## Extracted data
● ● ● ● ● ● ●
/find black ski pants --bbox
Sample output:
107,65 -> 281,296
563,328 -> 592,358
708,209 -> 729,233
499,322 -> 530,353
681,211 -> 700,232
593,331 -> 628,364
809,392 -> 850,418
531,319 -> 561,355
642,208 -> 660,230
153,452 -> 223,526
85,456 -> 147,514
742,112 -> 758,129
● ● ● ● ● ● ●
## What to produce
All of the data needs to be reproduced exactly, with no line missing.

## Solution below
/find black ski pants --bbox
Sample output:
107,65 -> 281,296
563,328 -> 592,358
708,209 -> 729,233
499,322 -> 530,353
681,211 -> 700,232
593,331 -> 628,364
809,392 -> 850,418
531,319 -> 561,355
642,208 -> 660,230
153,452 -> 223,526
85,456 -> 147,514
742,112 -> 758,129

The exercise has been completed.